Collected data ->
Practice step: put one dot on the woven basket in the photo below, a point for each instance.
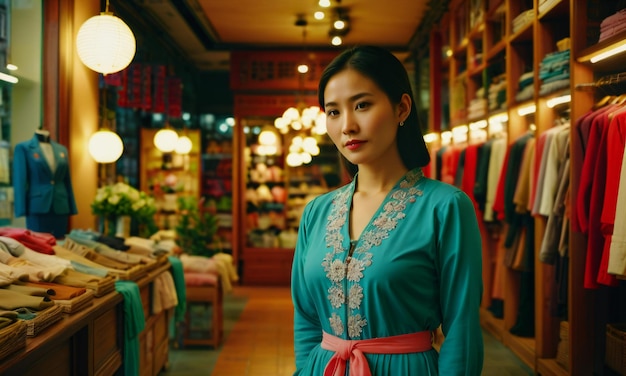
(615, 356)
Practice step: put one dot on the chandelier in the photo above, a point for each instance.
(304, 125)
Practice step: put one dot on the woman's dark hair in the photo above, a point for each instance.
(388, 73)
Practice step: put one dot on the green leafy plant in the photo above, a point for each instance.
(196, 227)
(120, 199)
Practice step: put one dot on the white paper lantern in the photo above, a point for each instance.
(105, 146)
(105, 43)
(165, 140)
(183, 145)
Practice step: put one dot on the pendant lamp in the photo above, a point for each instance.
(105, 43)
(105, 146)
(165, 140)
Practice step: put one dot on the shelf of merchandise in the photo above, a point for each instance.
(483, 47)
(156, 166)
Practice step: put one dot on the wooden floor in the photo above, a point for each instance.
(261, 342)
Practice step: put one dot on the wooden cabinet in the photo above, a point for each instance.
(91, 341)
(168, 176)
(88, 342)
(511, 42)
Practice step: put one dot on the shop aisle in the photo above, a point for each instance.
(260, 342)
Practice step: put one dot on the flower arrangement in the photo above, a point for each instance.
(170, 185)
(121, 199)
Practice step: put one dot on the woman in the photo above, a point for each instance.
(383, 261)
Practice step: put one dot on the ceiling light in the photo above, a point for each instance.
(105, 44)
(527, 110)
(324, 3)
(165, 140)
(105, 146)
(8, 78)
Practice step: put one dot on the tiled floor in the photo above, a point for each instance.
(259, 341)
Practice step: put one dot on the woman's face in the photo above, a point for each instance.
(360, 119)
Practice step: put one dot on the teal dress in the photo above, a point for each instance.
(416, 266)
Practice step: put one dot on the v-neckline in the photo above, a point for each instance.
(356, 239)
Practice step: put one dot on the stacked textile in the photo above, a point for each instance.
(220, 264)
(526, 89)
(613, 25)
(478, 106)
(554, 72)
(523, 19)
(12, 335)
(43, 319)
(497, 93)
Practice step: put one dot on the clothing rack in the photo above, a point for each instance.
(613, 84)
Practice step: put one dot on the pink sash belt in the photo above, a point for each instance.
(354, 350)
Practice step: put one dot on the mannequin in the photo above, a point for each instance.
(42, 185)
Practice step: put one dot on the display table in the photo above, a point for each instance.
(90, 341)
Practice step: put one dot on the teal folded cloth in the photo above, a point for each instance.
(181, 290)
(134, 323)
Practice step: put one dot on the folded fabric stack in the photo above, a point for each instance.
(12, 334)
(522, 20)
(526, 89)
(220, 264)
(612, 25)
(43, 319)
(554, 72)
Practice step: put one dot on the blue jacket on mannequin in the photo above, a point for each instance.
(38, 190)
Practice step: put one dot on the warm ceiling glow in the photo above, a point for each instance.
(105, 44)
(324, 3)
(183, 145)
(105, 146)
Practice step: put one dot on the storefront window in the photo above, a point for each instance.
(20, 89)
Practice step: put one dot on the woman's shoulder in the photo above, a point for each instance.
(437, 189)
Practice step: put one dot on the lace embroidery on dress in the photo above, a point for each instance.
(334, 265)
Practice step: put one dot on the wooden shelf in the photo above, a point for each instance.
(550, 367)
(524, 348)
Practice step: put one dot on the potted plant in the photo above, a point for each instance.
(196, 227)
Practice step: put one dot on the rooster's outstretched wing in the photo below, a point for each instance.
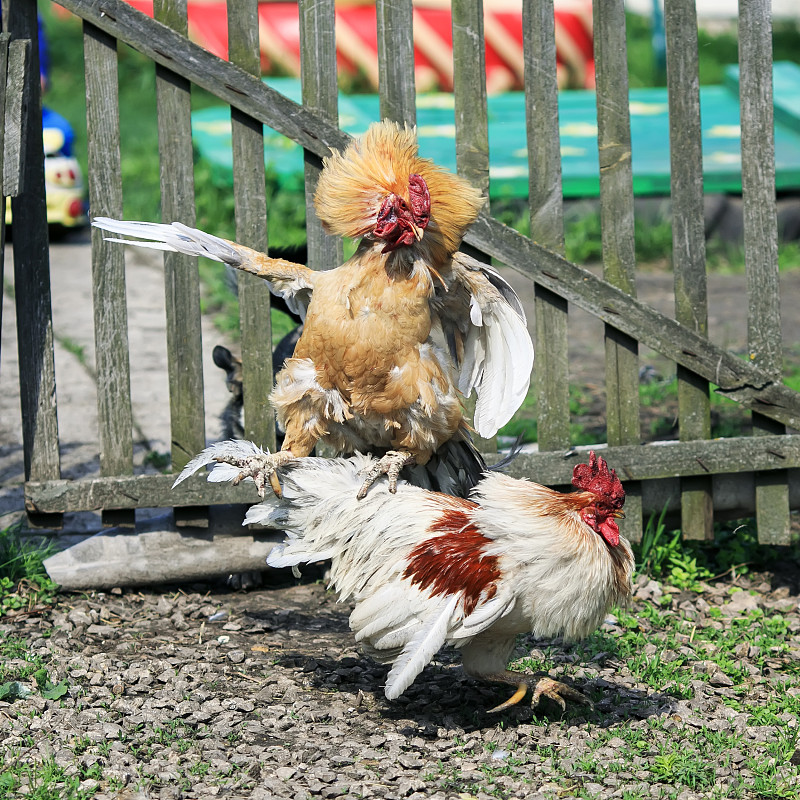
(485, 328)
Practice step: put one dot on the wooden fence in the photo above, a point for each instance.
(695, 469)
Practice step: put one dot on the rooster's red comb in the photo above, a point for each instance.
(596, 477)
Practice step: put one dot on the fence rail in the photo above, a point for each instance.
(699, 470)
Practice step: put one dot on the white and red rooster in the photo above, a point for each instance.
(426, 569)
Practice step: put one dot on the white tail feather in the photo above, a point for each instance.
(175, 237)
(234, 449)
(420, 650)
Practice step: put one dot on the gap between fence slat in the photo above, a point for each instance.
(181, 274)
(616, 212)
(551, 368)
(761, 242)
(397, 91)
(250, 203)
(112, 362)
(688, 246)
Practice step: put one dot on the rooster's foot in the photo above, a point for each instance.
(261, 468)
(558, 692)
(390, 465)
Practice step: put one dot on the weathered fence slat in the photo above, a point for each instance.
(4, 40)
(761, 242)
(320, 96)
(396, 60)
(181, 274)
(551, 370)
(471, 120)
(741, 382)
(736, 379)
(251, 229)
(15, 89)
(32, 280)
(633, 463)
(112, 364)
(230, 83)
(616, 212)
(688, 246)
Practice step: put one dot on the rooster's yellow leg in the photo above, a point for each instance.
(555, 690)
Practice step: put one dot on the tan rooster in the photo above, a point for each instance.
(425, 569)
(395, 337)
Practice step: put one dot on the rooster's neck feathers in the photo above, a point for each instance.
(355, 183)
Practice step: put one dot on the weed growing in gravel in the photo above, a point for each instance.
(23, 579)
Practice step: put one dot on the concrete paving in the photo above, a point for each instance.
(76, 388)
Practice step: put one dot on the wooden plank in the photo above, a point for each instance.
(551, 370)
(251, 229)
(14, 119)
(229, 82)
(114, 413)
(761, 242)
(397, 91)
(4, 41)
(181, 275)
(739, 381)
(688, 246)
(320, 98)
(32, 278)
(735, 378)
(616, 213)
(633, 463)
(471, 122)
(320, 94)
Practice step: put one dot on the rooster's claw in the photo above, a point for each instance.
(390, 465)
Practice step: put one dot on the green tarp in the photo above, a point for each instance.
(508, 164)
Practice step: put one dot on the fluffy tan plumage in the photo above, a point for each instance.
(396, 336)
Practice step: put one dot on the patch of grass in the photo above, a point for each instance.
(24, 582)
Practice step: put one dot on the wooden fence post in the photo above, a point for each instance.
(249, 189)
(551, 368)
(688, 247)
(32, 275)
(761, 244)
(114, 412)
(181, 276)
(619, 256)
(472, 120)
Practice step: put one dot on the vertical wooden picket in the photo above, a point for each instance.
(761, 244)
(688, 247)
(551, 370)
(112, 363)
(181, 275)
(32, 276)
(251, 230)
(320, 95)
(616, 211)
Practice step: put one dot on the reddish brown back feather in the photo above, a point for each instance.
(453, 561)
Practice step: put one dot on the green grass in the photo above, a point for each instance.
(24, 582)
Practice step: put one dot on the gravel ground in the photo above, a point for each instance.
(196, 693)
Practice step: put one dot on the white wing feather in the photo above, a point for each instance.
(420, 650)
(222, 472)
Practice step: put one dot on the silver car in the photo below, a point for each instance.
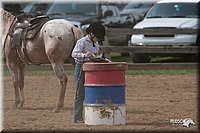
(165, 14)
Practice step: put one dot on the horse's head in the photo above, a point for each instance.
(78, 33)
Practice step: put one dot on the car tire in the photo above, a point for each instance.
(140, 58)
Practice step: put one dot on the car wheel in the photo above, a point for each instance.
(140, 58)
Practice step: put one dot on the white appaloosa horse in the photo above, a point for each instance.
(53, 43)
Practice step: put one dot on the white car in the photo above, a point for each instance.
(167, 14)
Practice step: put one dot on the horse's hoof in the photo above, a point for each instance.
(14, 106)
(19, 106)
(56, 110)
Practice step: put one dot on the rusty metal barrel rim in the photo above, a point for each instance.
(105, 66)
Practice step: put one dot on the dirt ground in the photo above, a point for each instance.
(152, 103)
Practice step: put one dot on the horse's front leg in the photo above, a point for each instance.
(14, 70)
(21, 85)
(60, 73)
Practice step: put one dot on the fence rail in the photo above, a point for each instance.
(161, 31)
(151, 49)
(131, 66)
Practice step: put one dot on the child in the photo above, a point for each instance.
(85, 48)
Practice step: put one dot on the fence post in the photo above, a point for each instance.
(106, 43)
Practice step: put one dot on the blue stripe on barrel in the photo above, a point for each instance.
(104, 95)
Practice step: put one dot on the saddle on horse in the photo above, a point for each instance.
(24, 30)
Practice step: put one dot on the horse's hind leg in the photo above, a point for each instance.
(18, 82)
(60, 73)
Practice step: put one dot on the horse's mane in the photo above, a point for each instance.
(7, 15)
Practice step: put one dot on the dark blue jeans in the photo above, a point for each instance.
(80, 91)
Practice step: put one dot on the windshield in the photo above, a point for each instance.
(138, 5)
(174, 10)
(73, 8)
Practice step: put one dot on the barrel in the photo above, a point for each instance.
(104, 93)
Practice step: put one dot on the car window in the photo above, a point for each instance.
(174, 10)
(73, 8)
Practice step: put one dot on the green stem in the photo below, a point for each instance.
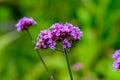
(68, 63)
(51, 76)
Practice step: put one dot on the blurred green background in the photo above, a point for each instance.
(98, 19)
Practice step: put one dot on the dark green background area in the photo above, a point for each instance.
(98, 19)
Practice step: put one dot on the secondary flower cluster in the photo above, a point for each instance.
(25, 23)
(116, 63)
(65, 33)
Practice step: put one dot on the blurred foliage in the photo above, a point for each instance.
(98, 19)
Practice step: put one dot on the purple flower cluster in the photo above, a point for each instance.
(116, 63)
(25, 23)
(58, 33)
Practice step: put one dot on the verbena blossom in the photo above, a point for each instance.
(116, 63)
(25, 23)
(65, 33)
(45, 40)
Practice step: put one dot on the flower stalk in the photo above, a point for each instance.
(38, 53)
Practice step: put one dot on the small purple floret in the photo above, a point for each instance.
(116, 63)
(25, 23)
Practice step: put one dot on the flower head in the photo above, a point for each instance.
(45, 40)
(116, 63)
(25, 23)
(65, 33)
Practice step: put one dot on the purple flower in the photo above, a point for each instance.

WRITTEN TASK -> Exactly as written, give again every line from the one containing "Practice step: put one dot on the green stem" through the last line of the material, both included, with the pictures left out.

WRITTEN SOLUTION ->
Practice step: put one dot on the green stem in the photo below, a point for each instance.
(68, 63)
(51, 76)
Practice step: put one dot on the blurred green background in the photo above, a point for each instance.
(98, 19)
Practice step: put one dot on the dark green background area in the photo above, a point for each instance.
(98, 19)
Practice step: put one dot on the secondary flower cluster in the photo above, a point for each instance.
(25, 23)
(116, 63)
(65, 33)
Practice step: put one dot on the blurred foliage in the photo above, a point for each instance.
(98, 19)
Practice step: put one dot on the purple flower cluster in the photo above, a point for each instance.
(116, 63)
(25, 23)
(58, 33)
Practice step: put one dot on the verbena blossom in the photo above, a point for each instance.
(116, 63)
(25, 23)
(65, 33)
(45, 40)
Practice step: put one dot on the flower stalk in the photo above, a point for each instance.
(38, 53)
Practice step: put one dot on the small purple floret in the photo above, a point for each instance.
(116, 63)
(25, 23)
Practice step: put one dot on the flower head in the photo above, a point for each instance.
(45, 40)
(116, 63)
(25, 23)
(65, 33)
Practice step: put one dot on the purple flower in the photo above, a point for each instance.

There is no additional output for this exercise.